- Directions: Can you reproduce the listing from its first line through the line containing "[(428, 156), (290, 158)]", swapping "place a point" for "put a dot" and leaving everything else unchanged?

- Items:

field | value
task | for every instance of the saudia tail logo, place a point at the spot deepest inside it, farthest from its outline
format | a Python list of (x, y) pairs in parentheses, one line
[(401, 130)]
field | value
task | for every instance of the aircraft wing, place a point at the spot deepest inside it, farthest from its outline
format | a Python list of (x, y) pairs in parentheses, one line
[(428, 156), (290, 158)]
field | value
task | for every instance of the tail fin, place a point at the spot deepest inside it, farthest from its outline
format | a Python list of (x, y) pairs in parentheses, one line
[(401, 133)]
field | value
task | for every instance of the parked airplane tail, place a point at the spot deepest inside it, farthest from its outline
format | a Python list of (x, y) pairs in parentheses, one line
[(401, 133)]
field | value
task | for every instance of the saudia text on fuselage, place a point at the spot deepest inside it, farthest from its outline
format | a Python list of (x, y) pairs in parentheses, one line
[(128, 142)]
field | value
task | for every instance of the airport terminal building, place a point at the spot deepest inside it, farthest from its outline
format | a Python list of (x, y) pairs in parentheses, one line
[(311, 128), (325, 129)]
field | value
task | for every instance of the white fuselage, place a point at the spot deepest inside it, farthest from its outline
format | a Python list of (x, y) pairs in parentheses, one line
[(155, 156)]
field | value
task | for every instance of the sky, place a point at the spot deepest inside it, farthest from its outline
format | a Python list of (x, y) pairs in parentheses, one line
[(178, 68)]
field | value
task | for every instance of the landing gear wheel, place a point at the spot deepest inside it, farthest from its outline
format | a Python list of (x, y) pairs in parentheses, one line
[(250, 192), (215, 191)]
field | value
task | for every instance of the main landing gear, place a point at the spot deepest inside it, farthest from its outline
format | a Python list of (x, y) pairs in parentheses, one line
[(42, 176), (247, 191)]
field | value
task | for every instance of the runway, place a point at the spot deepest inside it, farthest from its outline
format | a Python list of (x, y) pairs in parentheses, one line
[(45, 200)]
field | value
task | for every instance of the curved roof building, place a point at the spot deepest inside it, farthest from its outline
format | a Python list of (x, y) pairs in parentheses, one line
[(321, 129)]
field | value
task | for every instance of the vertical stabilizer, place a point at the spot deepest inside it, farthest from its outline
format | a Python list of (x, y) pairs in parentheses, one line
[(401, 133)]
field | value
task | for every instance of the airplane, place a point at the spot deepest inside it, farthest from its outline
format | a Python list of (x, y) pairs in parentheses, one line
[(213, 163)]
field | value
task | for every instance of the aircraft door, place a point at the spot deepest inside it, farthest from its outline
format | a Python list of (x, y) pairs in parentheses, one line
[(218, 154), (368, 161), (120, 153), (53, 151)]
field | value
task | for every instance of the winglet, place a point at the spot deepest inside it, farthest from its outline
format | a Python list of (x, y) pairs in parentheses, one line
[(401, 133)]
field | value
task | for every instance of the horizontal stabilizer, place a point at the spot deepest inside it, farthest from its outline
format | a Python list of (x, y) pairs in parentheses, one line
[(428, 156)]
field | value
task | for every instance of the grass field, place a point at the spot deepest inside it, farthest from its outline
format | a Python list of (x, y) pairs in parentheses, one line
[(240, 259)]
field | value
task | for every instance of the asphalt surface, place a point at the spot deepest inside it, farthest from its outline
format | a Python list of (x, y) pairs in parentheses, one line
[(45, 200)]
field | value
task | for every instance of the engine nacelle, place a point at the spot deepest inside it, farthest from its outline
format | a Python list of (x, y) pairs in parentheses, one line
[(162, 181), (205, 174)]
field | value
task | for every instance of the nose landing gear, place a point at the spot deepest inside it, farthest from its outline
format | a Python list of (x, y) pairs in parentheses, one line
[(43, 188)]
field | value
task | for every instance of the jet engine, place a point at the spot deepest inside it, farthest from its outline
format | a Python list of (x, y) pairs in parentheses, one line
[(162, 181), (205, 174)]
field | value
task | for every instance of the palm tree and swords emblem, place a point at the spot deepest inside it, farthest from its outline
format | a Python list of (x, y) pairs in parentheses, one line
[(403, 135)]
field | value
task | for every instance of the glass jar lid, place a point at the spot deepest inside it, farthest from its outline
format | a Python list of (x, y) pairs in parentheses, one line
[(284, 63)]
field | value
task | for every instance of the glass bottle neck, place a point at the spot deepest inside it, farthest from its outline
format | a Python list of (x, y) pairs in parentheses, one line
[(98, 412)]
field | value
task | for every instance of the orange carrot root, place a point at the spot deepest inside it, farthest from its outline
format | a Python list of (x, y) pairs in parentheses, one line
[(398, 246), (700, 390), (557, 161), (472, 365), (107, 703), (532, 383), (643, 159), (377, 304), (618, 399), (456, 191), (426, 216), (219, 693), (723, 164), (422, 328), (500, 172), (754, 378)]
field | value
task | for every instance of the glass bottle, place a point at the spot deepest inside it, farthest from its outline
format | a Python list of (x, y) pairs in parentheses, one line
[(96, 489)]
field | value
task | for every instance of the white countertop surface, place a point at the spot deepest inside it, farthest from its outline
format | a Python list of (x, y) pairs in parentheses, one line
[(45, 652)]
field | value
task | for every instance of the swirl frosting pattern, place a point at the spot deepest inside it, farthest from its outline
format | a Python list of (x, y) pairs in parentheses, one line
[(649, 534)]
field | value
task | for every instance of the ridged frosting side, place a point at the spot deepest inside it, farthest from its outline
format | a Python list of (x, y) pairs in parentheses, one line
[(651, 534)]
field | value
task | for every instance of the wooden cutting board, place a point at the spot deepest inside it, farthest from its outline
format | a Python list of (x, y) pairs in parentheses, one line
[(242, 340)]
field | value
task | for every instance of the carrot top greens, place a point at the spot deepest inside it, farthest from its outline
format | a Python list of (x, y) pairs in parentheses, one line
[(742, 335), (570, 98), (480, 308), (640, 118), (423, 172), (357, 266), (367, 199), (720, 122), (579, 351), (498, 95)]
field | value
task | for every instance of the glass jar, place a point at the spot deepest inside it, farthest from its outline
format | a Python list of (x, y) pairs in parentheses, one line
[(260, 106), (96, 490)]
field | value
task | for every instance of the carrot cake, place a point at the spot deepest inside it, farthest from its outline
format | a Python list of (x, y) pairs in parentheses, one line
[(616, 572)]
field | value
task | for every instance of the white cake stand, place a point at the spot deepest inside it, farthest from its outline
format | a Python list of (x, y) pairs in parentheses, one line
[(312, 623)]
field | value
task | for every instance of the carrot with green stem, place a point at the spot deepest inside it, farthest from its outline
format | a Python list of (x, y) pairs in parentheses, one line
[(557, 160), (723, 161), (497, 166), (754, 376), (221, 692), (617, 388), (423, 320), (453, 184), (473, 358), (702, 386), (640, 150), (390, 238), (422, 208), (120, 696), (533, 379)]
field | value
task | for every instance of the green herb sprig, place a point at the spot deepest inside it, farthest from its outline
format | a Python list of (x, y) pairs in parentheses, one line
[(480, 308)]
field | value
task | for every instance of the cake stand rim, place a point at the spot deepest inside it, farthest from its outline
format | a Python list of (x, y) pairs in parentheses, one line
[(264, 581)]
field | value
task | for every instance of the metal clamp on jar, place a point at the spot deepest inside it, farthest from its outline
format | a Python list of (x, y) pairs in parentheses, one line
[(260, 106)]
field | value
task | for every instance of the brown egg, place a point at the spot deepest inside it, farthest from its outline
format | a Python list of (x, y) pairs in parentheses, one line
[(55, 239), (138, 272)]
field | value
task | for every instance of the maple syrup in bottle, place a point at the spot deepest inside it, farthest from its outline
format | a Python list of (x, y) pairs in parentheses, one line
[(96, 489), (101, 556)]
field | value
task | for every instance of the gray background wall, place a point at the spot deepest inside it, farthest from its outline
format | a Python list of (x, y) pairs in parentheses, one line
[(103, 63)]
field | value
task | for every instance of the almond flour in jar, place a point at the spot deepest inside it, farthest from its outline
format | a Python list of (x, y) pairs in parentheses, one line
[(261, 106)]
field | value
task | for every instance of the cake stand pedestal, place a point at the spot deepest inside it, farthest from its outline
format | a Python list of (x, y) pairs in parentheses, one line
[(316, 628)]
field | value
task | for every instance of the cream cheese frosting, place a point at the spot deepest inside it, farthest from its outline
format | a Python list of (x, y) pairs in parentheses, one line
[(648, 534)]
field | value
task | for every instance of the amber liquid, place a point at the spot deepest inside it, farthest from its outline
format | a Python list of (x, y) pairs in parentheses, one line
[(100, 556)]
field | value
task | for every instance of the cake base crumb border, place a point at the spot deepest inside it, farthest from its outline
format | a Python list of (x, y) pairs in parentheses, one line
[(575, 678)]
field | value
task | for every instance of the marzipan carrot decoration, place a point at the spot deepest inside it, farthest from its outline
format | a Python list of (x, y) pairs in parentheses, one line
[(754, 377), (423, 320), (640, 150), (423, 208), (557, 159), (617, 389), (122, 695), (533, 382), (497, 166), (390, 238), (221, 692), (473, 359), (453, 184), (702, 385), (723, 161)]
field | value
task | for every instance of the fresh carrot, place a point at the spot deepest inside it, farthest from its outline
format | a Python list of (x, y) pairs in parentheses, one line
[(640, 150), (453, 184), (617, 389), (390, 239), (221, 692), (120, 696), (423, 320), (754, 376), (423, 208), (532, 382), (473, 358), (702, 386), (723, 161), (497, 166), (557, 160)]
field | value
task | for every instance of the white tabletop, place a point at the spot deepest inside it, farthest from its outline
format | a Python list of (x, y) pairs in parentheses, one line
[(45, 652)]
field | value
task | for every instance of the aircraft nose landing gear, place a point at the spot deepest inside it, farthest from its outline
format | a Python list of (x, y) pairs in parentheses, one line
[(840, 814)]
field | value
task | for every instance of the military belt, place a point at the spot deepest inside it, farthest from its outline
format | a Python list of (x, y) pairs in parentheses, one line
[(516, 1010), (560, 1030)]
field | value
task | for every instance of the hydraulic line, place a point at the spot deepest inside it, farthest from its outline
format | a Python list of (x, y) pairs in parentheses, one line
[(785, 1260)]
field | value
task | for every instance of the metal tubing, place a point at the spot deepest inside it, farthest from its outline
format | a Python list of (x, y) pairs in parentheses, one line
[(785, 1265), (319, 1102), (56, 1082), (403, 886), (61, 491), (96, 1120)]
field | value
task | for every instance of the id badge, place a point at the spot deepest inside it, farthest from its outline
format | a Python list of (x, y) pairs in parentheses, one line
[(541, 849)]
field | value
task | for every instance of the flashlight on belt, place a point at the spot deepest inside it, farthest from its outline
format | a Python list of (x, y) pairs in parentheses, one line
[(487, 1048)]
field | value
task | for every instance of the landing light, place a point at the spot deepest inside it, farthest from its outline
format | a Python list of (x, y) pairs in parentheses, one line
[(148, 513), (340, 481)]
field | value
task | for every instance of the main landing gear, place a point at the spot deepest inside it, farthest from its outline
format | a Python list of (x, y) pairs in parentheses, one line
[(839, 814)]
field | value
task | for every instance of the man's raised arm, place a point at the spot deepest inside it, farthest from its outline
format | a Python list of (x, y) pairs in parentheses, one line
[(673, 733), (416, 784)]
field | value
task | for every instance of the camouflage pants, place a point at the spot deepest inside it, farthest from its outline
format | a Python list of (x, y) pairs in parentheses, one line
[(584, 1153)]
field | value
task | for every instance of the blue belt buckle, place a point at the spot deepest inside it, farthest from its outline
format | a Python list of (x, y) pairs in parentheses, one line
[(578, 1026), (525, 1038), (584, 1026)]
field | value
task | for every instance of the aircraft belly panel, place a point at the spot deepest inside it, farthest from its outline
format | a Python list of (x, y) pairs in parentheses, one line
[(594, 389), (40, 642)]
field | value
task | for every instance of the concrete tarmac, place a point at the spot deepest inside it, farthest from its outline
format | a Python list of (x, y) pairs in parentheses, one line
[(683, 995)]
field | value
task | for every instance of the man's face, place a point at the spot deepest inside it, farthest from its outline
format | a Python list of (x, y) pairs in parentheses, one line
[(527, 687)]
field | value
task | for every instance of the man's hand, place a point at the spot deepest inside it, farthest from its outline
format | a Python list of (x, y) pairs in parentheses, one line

- Final result:
field | value
task | for every instance of the saudia tail logo, put a dot at the spot deepest inside it, farthest from its outline
format | a Python list of (x, y) pairs in parentheses, one line
[(401, 130)]
field | value
task | for every instance of the aircraft wing, put a dot at the spot deepest inside it, farthest from its outline
format | a Python list of (x, y) pairs in parentheses, one line
[(428, 156), (290, 158)]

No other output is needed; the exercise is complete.